> [EXCERPT]:
-------------------------

DO NOT READ IF YOU PLAN ON SEEING THE "CAPTAIN AMERICA: THE FIRST AVENGER"
Okay, let me get the fanboy immediate reactions out of the way first:
The Cosmic Cube! Bucky Barnes! The Red Skull! Zola! The Howling Commandos! Doctor Erskine! The original shield and helmet! Cap on a motorcycle, packing a gun! References to the 1940s serial! Whoa!!
I've only been waiting for this movie for most of my life, ever since my Dad bought me my first-ever comic book, the treasury edition-sized "Captain America's Bicentennial Battles." Although I would go on to become a more generalized comic book geek (though heavily Marvel-skewed), Captain America was always my favorite, my hero, the one I most wanted to be.

-------------------------

> [GIVEN REQUEST 1]: In the Captain America review, what was the first comic book the writer's Dad bought?
> [GIVEN REQUEST 2]: Transcribe the part of the Captain America review that begins with the words containing "Okay, let me" and ends with "1940s serial! Whoa!!".

> [Region annotation items]:
-------------------------

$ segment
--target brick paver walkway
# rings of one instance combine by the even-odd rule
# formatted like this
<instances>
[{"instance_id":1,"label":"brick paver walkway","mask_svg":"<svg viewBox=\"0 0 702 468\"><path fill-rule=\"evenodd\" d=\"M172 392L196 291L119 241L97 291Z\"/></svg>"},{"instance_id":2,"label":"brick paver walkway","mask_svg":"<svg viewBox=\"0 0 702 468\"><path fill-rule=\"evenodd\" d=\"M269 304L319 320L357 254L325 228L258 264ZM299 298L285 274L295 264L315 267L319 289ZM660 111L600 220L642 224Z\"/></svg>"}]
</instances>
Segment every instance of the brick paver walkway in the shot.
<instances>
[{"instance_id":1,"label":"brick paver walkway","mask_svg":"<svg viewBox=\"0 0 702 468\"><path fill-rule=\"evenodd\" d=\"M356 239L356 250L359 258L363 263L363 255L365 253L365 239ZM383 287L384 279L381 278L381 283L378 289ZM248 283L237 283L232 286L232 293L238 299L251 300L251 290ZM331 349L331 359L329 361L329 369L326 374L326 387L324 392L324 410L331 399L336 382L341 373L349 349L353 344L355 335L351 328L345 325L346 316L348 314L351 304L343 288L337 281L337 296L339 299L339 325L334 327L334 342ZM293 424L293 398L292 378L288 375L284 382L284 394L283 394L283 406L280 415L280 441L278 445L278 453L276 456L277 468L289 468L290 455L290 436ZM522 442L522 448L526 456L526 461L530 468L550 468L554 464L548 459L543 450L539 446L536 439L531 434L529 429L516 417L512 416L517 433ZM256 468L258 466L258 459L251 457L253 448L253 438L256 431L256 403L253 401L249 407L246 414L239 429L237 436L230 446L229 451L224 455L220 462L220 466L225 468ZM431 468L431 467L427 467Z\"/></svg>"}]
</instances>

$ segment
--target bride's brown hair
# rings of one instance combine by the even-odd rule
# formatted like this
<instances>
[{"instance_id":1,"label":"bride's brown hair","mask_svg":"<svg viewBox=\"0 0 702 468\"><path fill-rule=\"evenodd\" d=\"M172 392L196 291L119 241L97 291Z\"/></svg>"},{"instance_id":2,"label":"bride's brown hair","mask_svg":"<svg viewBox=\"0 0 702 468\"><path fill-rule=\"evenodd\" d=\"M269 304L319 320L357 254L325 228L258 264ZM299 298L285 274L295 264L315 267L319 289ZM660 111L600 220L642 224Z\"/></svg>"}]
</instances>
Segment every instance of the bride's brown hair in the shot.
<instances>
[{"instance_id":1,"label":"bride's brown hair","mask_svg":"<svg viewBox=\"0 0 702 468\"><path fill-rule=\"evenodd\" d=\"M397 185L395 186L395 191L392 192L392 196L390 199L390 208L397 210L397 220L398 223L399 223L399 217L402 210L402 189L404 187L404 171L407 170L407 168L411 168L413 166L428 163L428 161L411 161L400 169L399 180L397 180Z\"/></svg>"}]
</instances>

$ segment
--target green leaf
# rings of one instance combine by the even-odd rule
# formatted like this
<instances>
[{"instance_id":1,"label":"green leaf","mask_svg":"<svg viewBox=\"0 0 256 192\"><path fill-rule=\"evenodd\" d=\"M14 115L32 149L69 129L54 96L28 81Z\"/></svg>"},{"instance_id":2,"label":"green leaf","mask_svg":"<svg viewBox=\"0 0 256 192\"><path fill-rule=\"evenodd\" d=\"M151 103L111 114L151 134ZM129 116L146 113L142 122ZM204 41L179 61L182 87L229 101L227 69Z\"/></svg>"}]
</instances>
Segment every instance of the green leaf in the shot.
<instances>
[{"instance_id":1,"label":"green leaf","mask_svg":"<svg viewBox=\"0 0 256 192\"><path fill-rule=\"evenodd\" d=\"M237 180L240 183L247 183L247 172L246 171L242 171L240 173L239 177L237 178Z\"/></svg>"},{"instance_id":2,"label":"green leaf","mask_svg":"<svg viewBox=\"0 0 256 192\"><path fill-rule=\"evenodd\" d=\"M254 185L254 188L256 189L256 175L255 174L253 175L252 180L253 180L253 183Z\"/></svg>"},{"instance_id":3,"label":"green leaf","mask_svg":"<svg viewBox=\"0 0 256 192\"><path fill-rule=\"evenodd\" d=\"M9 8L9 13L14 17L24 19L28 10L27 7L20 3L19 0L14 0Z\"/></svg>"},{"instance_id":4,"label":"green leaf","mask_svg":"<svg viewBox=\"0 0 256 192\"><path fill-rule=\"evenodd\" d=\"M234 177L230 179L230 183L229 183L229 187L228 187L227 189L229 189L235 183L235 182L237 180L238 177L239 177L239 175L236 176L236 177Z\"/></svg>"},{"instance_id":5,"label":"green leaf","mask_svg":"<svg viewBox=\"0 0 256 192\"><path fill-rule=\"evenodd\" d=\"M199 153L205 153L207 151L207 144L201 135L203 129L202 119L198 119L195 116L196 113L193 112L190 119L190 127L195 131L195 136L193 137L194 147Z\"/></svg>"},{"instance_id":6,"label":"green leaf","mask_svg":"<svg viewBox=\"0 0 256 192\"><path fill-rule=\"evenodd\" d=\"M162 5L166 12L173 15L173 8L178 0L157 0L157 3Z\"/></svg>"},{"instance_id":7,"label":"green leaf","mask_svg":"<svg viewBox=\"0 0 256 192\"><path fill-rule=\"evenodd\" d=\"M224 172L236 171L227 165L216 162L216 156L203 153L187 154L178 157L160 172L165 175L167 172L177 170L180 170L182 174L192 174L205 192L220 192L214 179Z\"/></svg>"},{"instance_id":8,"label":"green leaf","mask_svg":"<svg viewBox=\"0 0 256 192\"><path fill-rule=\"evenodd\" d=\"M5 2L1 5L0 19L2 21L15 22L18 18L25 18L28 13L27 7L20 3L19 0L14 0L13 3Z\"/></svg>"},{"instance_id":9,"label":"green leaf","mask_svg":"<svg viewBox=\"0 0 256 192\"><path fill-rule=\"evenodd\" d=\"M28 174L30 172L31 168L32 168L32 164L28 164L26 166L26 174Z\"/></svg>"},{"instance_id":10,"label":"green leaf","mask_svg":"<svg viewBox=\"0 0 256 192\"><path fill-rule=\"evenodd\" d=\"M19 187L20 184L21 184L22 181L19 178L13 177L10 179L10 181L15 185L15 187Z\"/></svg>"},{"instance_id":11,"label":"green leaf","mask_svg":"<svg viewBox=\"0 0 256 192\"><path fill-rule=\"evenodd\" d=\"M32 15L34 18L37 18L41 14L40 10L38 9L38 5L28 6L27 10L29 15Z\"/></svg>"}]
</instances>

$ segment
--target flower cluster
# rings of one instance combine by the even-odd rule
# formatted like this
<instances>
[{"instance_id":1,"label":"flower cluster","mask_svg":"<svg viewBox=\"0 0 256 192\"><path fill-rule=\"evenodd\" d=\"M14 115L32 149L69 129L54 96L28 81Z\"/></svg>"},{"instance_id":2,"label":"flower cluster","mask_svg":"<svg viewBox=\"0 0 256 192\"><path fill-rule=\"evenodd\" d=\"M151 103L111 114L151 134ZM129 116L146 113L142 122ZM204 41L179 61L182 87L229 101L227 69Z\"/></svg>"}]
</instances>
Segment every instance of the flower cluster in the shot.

-------------------------

> [FULL ANSWER 1]: The treasury edition-sized "Captain America's Bicentennial Battles."

> [FULL ANSWER 2]:
Okay, let me get the fanboy immediate reactions out of the way first:
The Cosmic Cube! Bucky Barnes! The Red Skull! Zola! The Howling Commandos! Doctor Erskine! The original shield and helmet! Cap on a motorcycle, packing a gun! References to the 1940s serial! Whoa!!